>>>>>

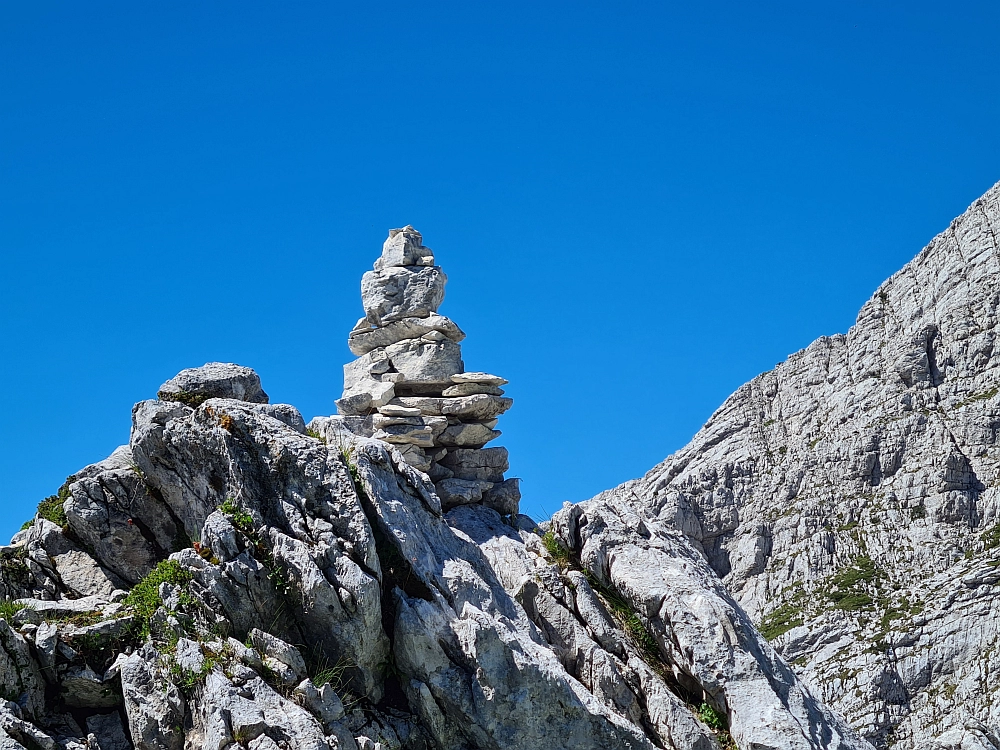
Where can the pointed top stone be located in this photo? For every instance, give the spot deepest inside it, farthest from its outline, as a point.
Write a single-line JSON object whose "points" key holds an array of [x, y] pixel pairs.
{"points": [[405, 247]]}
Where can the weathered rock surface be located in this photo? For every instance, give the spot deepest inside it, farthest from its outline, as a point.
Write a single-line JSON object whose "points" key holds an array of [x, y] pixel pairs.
{"points": [[314, 590], [214, 380], [368, 581], [410, 370], [850, 500]]}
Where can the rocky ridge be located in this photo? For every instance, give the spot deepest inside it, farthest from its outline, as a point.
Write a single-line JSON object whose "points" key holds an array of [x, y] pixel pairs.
{"points": [[408, 385], [849, 500], [235, 577]]}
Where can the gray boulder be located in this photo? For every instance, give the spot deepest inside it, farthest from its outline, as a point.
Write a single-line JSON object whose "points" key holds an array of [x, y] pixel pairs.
{"points": [[404, 247], [213, 380], [394, 293]]}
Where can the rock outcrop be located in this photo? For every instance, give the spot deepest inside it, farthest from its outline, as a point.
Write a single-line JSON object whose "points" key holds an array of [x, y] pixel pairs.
{"points": [[409, 387], [817, 569], [849, 500], [231, 577]]}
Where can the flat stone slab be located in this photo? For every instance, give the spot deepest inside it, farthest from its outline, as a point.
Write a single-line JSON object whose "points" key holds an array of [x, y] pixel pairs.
{"points": [[471, 389], [364, 338], [479, 377], [213, 380], [405, 247], [479, 407], [395, 293]]}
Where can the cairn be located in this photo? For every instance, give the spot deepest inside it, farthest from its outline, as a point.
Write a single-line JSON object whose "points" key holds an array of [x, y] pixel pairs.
{"points": [[409, 387]]}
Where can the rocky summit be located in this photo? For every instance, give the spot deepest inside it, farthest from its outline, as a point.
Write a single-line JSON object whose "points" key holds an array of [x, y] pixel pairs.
{"points": [[409, 386], [818, 568]]}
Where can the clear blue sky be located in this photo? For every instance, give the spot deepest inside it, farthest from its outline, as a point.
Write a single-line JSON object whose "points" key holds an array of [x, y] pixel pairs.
{"points": [[639, 206]]}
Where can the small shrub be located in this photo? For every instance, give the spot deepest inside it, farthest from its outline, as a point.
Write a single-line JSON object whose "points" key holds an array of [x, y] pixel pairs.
{"points": [[559, 554], [144, 598], [712, 718], [239, 518], [188, 399], [780, 621], [991, 537], [9, 608], [313, 434]]}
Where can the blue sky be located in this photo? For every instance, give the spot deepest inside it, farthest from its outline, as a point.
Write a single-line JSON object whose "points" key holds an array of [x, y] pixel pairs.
{"points": [[639, 206]]}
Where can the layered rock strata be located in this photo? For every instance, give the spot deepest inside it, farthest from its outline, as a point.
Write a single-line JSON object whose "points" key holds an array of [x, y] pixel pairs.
{"points": [[850, 500], [409, 387], [228, 580]]}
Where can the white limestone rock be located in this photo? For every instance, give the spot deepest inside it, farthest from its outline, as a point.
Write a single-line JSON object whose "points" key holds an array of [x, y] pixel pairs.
{"points": [[487, 464], [393, 293], [366, 338], [404, 247], [482, 378], [477, 407], [461, 491], [420, 361], [846, 497], [504, 497], [213, 380], [471, 389], [467, 435]]}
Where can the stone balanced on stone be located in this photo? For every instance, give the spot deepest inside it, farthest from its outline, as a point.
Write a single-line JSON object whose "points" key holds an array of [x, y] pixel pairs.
{"points": [[409, 387]]}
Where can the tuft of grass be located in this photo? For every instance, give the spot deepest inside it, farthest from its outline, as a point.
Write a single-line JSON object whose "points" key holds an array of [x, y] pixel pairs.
{"points": [[313, 434], [984, 396], [559, 554], [780, 621], [9, 608], [144, 598], [51, 508], [188, 399], [712, 718], [851, 585], [237, 516], [991, 537], [335, 675]]}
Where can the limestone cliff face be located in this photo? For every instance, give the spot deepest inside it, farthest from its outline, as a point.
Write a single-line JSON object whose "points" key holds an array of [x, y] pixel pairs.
{"points": [[235, 578], [848, 500], [817, 569]]}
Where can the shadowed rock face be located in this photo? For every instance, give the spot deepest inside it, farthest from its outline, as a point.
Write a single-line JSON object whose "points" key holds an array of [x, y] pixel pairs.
{"points": [[409, 386], [848, 500], [229, 578]]}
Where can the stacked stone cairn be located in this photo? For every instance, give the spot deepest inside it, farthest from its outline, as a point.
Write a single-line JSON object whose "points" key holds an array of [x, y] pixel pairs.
{"points": [[409, 387]]}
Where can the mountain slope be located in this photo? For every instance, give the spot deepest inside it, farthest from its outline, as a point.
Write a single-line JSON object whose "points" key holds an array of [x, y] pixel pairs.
{"points": [[848, 500], [234, 577]]}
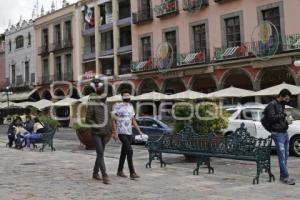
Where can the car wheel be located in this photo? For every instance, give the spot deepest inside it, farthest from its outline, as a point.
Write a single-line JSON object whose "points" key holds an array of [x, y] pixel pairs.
{"points": [[295, 146], [228, 133]]}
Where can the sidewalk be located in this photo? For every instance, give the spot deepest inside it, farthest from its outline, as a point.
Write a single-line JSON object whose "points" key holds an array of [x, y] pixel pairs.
{"points": [[66, 174]]}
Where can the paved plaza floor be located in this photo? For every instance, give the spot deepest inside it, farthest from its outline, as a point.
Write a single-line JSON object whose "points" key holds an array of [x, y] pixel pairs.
{"points": [[66, 174]]}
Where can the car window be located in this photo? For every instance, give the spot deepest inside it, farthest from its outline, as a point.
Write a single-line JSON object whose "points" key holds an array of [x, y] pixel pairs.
{"points": [[250, 114]]}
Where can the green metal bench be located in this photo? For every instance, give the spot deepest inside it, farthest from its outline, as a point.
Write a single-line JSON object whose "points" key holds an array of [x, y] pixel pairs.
{"points": [[239, 145], [47, 139]]}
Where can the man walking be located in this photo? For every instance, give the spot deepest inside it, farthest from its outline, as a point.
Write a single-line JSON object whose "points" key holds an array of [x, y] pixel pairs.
{"points": [[123, 119], [278, 126], [98, 117]]}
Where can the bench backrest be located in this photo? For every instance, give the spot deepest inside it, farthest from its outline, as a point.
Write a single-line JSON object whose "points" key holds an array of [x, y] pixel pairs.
{"points": [[238, 143]]}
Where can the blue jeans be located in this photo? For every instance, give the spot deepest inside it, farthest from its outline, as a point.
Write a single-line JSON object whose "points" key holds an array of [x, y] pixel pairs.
{"points": [[282, 147], [30, 137]]}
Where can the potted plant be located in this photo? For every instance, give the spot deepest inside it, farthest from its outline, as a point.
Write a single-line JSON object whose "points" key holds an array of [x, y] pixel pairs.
{"points": [[207, 118], [84, 135]]}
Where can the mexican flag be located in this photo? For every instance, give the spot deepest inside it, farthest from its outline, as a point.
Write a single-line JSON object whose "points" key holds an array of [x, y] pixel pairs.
{"points": [[89, 15]]}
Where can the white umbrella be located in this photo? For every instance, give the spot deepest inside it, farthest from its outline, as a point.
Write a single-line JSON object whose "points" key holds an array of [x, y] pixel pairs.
{"points": [[115, 98], [188, 94], [273, 91], [43, 103], [230, 92], [66, 102], [151, 96]]}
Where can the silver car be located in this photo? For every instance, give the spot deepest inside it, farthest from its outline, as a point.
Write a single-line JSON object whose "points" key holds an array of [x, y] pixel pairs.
{"points": [[251, 115]]}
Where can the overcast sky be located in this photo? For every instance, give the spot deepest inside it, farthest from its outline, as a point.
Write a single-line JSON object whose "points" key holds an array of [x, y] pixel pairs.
{"points": [[13, 9]]}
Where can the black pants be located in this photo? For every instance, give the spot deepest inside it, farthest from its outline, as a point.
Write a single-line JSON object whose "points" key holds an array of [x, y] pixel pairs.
{"points": [[100, 142], [126, 151], [11, 139]]}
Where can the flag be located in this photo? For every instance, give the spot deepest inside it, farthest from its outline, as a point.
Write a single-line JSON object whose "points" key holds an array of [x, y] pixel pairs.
{"points": [[89, 15]]}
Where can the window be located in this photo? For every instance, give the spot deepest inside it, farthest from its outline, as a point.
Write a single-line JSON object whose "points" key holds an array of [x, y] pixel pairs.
{"points": [[45, 76], [57, 32], [124, 9], [58, 68], [107, 67], [92, 43], [146, 48], [9, 45], [13, 74], [199, 32], [68, 30], [45, 38], [107, 40], [233, 31], [125, 36], [273, 15], [19, 42], [29, 38], [27, 72], [172, 41], [69, 74]]}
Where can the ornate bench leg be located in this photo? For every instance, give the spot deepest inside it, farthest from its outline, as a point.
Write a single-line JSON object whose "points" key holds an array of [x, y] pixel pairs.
{"points": [[162, 163], [211, 170], [256, 178], [206, 161], [151, 157], [271, 176]]}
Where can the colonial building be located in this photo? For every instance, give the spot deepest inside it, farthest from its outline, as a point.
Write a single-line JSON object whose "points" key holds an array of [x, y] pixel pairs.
{"points": [[206, 45], [57, 65], [2, 62], [105, 40], [20, 60]]}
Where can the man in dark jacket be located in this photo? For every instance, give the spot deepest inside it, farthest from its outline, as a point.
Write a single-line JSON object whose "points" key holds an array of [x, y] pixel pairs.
{"points": [[278, 127], [99, 118]]}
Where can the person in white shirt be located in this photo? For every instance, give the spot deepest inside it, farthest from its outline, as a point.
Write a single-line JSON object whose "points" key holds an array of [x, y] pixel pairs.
{"points": [[122, 121]]}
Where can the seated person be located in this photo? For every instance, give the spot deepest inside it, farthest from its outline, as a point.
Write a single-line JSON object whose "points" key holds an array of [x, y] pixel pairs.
{"points": [[11, 132], [38, 130], [21, 132]]}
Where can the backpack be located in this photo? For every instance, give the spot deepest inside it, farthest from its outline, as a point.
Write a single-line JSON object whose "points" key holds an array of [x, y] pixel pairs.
{"points": [[266, 123]]}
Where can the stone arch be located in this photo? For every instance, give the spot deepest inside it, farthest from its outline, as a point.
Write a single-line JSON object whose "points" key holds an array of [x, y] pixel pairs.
{"points": [[238, 78], [147, 85], [205, 83], [173, 85], [126, 86], [46, 95]]}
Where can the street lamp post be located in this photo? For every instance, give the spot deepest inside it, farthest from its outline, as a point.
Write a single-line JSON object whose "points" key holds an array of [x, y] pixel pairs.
{"points": [[7, 92]]}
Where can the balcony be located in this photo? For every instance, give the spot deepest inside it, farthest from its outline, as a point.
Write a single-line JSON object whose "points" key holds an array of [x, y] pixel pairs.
{"points": [[168, 7], [124, 22], [88, 32], [106, 27], [20, 81], [67, 43], [291, 42], [198, 57], [142, 66], [56, 46], [142, 16], [68, 76], [45, 79], [89, 55], [43, 50], [194, 5], [107, 52], [125, 49]]}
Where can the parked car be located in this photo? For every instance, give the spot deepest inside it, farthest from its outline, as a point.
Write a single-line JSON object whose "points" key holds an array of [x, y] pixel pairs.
{"points": [[152, 127], [251, 115]]}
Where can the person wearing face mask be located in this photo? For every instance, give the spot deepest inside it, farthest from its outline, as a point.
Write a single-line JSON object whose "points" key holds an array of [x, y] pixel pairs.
{"points": [[99, 118], [123, 119], [278, 126]]}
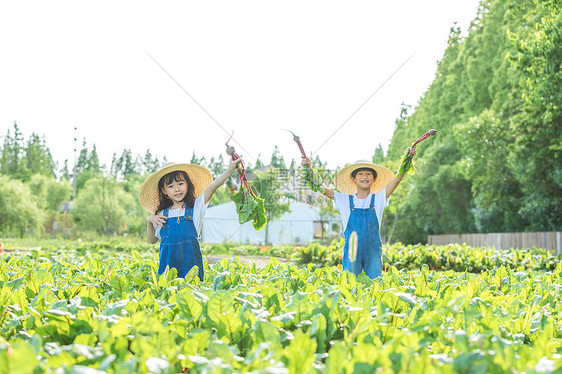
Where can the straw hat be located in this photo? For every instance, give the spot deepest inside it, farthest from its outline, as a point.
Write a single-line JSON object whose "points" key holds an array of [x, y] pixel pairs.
{"points": [[345, 184], [148, 194]]}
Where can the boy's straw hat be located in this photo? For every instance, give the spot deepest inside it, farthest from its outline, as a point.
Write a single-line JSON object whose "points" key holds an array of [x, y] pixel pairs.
{"points": [[148, 194], [345, 184]]}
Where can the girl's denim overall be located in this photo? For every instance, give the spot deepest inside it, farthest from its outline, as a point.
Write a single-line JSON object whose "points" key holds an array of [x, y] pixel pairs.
{"points": [[369, 248], [179, 246]]}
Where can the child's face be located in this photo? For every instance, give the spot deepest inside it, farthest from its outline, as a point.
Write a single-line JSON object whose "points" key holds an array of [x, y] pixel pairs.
{"points": [[176, 190], [364, 180]]}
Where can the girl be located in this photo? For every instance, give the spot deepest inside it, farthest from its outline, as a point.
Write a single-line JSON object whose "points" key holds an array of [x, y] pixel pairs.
{"points": [[178, 195], [361, 194]]}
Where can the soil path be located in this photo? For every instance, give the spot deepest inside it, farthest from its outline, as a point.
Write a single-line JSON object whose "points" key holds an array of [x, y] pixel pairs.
{"points": [[260, 261]]}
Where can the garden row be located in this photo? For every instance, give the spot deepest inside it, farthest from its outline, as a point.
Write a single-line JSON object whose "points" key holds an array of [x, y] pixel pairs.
{"points": [[106, 310]]}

<<<<<

Task objective — Starting with the line that contains "Where can the soil", repeat each line through the last one exactly as it appears. Include both ends and nothing more.

Completed exercise —
Where can the soil path be located in this photo? For every instance, give the spot deepest inside it, farthest from its outline, as a point.
Write a single-line JSON object whose "points" key holds an array of [x, y] pixel pairs.
{"points": [[260, 261]]}
Where can the garden row be located in this photo? For every instance, give the spot deepest inside it, farthest from its outline, as a point.
Write a single-line JSON object whose "points" key holds an array of [x, y] pixel pairs.
{"points": [[106, 310]]}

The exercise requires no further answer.